▸ **Exercise**
Starting at the line with "Where can you see the dirt" and continuing through the end of the records, rewrite those lines with "Tag" changed to "Mark" and nothing else altered.

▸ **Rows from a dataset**
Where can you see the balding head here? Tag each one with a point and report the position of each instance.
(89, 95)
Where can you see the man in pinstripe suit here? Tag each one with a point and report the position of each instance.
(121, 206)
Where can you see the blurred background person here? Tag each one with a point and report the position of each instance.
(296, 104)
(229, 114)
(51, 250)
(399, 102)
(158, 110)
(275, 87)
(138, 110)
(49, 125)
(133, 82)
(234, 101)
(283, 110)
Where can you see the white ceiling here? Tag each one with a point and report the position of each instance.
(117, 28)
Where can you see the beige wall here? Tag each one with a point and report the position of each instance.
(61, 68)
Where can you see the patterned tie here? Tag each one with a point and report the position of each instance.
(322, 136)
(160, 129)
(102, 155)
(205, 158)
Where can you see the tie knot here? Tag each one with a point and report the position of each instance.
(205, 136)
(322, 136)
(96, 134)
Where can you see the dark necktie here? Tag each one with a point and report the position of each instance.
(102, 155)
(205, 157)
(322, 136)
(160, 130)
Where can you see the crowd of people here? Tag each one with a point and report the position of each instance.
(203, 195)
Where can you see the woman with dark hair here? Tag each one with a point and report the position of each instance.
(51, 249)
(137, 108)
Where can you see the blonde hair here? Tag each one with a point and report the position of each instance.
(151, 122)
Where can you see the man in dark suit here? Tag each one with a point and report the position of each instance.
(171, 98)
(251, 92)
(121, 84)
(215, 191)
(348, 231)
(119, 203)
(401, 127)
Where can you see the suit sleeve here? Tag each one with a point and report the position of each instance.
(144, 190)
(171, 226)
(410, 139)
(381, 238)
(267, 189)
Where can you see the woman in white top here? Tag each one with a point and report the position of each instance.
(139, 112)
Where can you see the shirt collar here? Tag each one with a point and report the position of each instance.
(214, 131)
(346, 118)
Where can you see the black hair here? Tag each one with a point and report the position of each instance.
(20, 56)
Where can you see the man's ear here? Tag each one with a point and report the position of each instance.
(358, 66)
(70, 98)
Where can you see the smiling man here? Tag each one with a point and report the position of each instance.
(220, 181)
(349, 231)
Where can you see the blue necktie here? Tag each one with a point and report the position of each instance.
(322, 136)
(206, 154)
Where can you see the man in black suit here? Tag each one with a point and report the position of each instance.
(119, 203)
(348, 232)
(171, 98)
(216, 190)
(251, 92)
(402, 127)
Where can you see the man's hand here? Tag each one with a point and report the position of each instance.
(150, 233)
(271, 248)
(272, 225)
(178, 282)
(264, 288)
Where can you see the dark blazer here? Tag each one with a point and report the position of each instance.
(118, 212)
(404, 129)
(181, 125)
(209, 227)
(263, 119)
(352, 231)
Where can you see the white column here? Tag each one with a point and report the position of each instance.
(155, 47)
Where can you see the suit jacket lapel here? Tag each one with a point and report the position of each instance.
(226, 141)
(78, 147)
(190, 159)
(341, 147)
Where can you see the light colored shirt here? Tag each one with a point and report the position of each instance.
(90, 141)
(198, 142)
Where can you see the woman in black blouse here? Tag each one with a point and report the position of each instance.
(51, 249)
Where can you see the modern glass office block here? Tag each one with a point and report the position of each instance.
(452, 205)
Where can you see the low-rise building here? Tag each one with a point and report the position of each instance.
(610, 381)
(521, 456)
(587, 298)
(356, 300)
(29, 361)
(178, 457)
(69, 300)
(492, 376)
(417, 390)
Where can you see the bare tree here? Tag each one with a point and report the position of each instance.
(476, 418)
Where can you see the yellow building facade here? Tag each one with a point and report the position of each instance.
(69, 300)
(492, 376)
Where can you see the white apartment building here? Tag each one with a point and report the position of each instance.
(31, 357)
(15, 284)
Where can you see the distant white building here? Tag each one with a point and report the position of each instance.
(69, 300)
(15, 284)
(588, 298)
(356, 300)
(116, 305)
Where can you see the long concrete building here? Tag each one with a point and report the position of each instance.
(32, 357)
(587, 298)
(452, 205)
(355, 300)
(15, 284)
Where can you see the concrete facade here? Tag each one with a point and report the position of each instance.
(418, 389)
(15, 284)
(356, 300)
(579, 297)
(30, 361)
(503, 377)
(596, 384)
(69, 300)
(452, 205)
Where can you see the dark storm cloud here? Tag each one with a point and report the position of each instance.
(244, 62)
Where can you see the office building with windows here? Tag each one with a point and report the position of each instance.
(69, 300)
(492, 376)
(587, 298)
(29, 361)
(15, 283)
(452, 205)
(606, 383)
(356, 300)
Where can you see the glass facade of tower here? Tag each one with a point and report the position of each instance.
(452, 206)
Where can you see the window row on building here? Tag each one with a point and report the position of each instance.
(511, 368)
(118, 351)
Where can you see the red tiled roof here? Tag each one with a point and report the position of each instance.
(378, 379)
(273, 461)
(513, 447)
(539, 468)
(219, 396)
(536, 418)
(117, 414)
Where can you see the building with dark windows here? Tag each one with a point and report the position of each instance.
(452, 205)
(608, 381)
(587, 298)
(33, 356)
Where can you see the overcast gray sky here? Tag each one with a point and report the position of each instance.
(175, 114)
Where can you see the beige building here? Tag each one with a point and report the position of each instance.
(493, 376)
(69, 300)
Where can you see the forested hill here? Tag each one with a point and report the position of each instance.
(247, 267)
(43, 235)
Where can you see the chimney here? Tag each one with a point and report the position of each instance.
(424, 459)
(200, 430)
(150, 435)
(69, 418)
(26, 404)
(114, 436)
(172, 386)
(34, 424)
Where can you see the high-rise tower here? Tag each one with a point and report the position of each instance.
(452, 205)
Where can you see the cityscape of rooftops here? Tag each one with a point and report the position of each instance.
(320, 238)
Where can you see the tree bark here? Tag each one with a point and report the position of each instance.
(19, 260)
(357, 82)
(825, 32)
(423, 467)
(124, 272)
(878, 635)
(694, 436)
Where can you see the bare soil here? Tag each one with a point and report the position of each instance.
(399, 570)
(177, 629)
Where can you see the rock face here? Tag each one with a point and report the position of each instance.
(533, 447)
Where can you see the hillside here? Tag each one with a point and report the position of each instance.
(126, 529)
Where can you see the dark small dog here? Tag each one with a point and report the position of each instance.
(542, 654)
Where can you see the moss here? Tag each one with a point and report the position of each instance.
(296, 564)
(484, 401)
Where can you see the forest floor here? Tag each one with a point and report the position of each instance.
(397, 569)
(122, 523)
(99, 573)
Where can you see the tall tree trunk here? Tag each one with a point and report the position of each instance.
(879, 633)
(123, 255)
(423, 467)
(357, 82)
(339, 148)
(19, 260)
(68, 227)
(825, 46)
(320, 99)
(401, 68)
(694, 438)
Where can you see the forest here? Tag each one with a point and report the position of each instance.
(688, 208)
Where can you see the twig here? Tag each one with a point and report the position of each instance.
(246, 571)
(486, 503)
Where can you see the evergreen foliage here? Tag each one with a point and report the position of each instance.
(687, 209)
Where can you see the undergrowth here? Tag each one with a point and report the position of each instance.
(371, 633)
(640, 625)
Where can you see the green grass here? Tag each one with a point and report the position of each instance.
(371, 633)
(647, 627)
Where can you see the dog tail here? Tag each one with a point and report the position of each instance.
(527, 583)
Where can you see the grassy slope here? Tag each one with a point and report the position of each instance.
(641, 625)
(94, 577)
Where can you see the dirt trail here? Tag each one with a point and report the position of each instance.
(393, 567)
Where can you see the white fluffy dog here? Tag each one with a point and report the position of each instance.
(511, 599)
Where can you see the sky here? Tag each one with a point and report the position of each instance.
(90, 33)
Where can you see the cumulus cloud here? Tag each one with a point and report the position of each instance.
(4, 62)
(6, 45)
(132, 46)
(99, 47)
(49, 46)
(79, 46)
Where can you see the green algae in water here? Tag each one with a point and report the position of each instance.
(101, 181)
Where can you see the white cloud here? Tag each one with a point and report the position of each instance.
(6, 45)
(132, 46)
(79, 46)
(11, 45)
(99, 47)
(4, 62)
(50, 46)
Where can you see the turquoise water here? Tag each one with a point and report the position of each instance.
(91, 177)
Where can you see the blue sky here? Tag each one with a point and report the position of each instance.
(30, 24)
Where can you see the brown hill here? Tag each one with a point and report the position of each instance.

▸ **Response**
Where can you see the dirt trail here? Mark each one with a point and report the position of each instance.
(393, 567)
Where can you see the white fluffy dog here? Mark each one with a point and report the position of each instance.
(511, 599)
Where can you see the sky here? Mark each one with a point and report the position of each instance.
(90, 33)
Where can you see the cumulus cloud here? Mark each one with a point and report the position of each instance.
(4, 62)
(6, 45)
(132, 46)
(99, 47)
(49, 46)
(79, 46)
Where can you see the green algae in water here? Mark each one with a point and report the position of each instance.
(101, 181)
Where can you see the white cloud here? Mark each one with a point and report the position of each instance.
(6, 45)
(132, 46)
(79, 46)
(11, 45)
(99, 47)
(4, 62)
(50, 46)
Where can you see the turquoise water here? Mark each one with a point and report the position of each instance.
(91, 177)
Where can you see the blue sky here? Mark each one with a point and report the position of each instance.
(30, 24)
Where can you see the brown hill here? Mark each one with a point and report the position of each instance.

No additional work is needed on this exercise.